begin

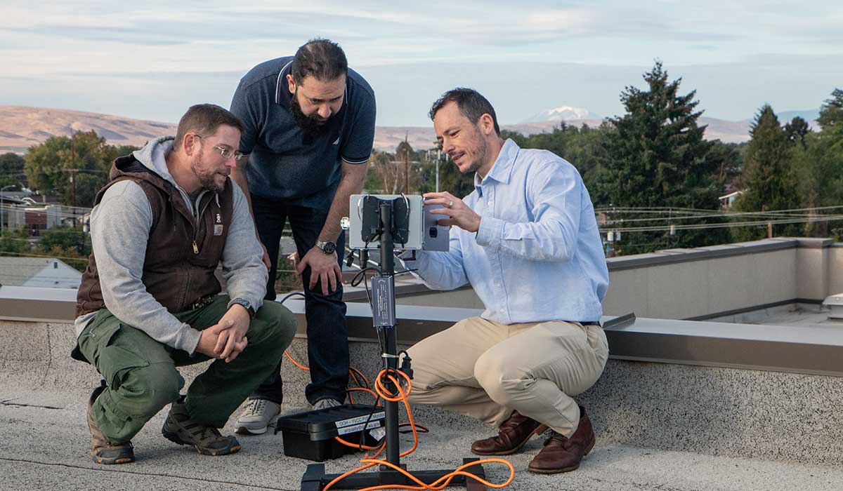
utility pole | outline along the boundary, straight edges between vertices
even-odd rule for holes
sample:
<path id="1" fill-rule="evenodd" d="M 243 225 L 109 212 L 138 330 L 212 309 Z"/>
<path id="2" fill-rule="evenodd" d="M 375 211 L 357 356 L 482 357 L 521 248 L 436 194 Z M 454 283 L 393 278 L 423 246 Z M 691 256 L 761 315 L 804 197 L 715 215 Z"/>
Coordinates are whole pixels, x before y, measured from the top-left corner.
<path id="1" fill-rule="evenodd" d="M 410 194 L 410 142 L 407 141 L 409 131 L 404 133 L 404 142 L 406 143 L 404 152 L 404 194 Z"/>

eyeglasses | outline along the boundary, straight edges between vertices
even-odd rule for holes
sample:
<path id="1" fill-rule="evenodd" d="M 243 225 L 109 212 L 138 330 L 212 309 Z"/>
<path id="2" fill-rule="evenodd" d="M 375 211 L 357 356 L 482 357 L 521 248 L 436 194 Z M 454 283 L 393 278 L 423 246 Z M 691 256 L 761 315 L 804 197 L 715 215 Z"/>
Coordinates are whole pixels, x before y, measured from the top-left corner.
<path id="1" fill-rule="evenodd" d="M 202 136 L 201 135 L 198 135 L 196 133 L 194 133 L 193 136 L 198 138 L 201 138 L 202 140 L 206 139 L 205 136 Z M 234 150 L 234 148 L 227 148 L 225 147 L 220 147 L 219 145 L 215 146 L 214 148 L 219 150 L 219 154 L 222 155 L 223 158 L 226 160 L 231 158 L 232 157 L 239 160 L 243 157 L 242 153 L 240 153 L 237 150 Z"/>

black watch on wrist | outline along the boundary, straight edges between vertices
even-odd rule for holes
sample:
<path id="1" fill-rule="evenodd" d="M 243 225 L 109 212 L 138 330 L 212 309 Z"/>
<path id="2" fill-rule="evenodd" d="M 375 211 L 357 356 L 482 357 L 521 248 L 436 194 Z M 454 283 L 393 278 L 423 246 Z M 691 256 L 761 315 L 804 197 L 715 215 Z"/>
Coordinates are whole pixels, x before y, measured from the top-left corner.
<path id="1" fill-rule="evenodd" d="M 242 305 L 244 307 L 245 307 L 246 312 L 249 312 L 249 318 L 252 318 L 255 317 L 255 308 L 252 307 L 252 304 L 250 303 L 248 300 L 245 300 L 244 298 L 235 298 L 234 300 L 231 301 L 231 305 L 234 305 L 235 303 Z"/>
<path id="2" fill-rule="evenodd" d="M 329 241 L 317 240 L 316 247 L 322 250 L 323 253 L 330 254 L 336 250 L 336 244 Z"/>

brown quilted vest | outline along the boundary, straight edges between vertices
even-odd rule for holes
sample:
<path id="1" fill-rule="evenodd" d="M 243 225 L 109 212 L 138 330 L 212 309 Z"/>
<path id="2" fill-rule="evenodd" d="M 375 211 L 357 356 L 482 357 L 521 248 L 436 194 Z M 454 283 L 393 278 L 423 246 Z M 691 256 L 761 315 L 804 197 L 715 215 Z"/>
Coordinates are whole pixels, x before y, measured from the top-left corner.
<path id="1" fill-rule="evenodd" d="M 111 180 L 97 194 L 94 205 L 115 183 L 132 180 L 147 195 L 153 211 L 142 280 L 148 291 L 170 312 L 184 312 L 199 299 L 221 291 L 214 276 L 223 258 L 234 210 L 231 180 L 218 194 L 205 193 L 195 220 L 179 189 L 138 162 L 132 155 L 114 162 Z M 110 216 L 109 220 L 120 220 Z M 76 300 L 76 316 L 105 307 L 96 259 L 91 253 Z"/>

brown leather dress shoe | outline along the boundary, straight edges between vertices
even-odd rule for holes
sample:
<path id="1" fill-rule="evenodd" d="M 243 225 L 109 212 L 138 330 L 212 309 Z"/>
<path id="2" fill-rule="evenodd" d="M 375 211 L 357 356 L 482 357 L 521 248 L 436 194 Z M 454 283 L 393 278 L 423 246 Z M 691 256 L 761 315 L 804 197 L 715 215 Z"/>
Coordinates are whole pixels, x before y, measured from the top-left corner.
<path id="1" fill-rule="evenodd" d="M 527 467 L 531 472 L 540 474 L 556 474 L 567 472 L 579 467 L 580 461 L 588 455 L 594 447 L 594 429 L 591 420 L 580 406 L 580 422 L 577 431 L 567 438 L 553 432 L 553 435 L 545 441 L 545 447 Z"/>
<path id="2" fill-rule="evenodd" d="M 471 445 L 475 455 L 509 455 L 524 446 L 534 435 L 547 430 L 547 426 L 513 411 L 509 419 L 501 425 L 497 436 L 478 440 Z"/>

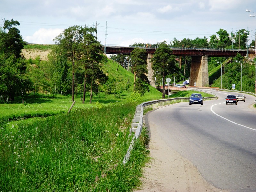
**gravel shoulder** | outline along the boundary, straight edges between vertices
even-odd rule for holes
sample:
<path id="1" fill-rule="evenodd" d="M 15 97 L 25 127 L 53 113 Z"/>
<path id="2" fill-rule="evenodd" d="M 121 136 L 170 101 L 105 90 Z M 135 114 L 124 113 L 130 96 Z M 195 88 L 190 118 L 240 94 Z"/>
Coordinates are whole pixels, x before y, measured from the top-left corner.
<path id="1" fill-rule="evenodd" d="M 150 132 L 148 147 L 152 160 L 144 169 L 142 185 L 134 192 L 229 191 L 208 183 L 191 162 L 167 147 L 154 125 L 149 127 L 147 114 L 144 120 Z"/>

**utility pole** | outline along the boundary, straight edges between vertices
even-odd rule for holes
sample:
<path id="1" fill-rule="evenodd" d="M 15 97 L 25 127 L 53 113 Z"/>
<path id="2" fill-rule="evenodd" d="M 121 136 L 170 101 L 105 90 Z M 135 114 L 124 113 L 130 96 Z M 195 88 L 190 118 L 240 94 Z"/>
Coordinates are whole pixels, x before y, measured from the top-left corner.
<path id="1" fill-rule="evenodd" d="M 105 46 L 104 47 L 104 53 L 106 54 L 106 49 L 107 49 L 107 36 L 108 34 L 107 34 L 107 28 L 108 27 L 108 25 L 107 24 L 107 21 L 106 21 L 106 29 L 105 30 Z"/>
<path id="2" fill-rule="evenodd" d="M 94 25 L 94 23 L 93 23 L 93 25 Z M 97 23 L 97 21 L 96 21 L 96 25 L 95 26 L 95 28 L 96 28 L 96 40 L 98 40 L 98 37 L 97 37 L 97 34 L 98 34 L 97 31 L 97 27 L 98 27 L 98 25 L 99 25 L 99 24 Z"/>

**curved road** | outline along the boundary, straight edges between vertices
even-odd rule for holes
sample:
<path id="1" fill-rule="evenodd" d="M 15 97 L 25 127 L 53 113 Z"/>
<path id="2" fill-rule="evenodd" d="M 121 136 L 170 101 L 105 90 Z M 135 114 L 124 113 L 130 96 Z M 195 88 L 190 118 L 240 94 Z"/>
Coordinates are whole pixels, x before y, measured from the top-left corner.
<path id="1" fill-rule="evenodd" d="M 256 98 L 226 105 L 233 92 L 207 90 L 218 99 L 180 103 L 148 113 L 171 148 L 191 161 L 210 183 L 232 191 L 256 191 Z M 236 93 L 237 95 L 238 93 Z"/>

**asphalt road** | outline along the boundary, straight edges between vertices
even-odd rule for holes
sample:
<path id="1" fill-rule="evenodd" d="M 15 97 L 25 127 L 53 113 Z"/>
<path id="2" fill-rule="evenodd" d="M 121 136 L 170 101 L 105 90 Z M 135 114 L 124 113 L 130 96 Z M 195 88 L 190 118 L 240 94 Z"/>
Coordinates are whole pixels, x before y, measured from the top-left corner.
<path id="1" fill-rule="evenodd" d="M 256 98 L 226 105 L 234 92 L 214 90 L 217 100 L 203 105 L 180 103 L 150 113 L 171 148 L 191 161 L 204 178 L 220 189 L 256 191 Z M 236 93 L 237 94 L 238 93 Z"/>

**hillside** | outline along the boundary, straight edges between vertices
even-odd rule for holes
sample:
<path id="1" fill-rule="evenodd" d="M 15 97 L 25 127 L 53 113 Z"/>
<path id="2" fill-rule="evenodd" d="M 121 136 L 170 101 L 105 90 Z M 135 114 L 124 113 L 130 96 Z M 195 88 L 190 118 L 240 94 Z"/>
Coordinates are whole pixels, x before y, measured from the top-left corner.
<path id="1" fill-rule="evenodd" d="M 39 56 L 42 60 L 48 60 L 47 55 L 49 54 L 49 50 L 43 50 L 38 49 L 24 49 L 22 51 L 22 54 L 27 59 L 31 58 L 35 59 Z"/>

end

What needs to be done
Can you write out the lines between the one holding "brown quilted vest" and the one holding "471 445 L 475", inclusive, with "whole pixels" changed to "integer pixels" and nothing else altered?

Full response
brown quilted vest | outline along the boundary, straight edges between vertices
even-odd rule for holes
sample:
<path id="1" fill-rule="evenodd" d="M 243 225 L 109 212 L 138 330 L 212 309 Z"/>
<path id="2" fill-rule="evenodd" d="M 375 211 L 357 356 L 482 357 L 521 248 L 436 194 Z M 454 283 L 393 278 L 423 246 Z M 691 256 L 761 315 L 804 197 L 715 215 Z"/>
Coordinates are integer pixels, x before y, measured from the top-left corner.
<path id="1" fill-rule="evenodd" d="M 111 180 L 97 194 L 94 205 L 115 183 L 132 180 L 147 195 L 153 211 L 142 280 L 148 291 L 170 312 L 184 312 L 199 299 L 221 291 L 214 276 L 223 258 L 234 210 L 231 180 L 218 194 L 205 193 L 195 220 L 179 189 L 138 162 L 132 155 L 114 162 Z M 110 216 L 109 220 L 120 220 Z M 76 300 L 76 316 L 105 307 L 96 259 L 91 253 Z"/>

brown leather dress shoe | outline along the boundary, straight edges between vertices
even-odd rule for holes
sample:
<path id="1" fill-rule="evenodd" d="M 243 225 L 109 212 L 138 330 L 212 309 Z"/>
<path id="2" fill-rule="evenodd" d="M 375 211 L 357 356 L 482 357 L 521 248 L 436 194 Z M 454 283 L 393 278 L 423 246 Z M 691 256 L 761 315 L 804 197 L 715 215 Z"/>
Coordinates are integer pixels, x before y, measured from the top-left corner.
<path id="1" fill-rule="evenodd" d="M 527 467 L 531 472 L 540 474 L 556 474 L 567 472 L 579 467 L 580 461 L 588 455 L 594 447 L 594 429 L 591 420 L 580 406 L 580 422 L 577 431 L 567 438 L 553 432 L 553 435 L 545 441 L 545 447 Z"/>
<path id="2" fill-rule="evenodd" d="M 471 445 L 475 455 L 509 455 L 524 446 L 534 435 L 547 430 L 547 426 L 513 411 L 509 419 L 501 425 L 497 436 L 478 440 Z"/>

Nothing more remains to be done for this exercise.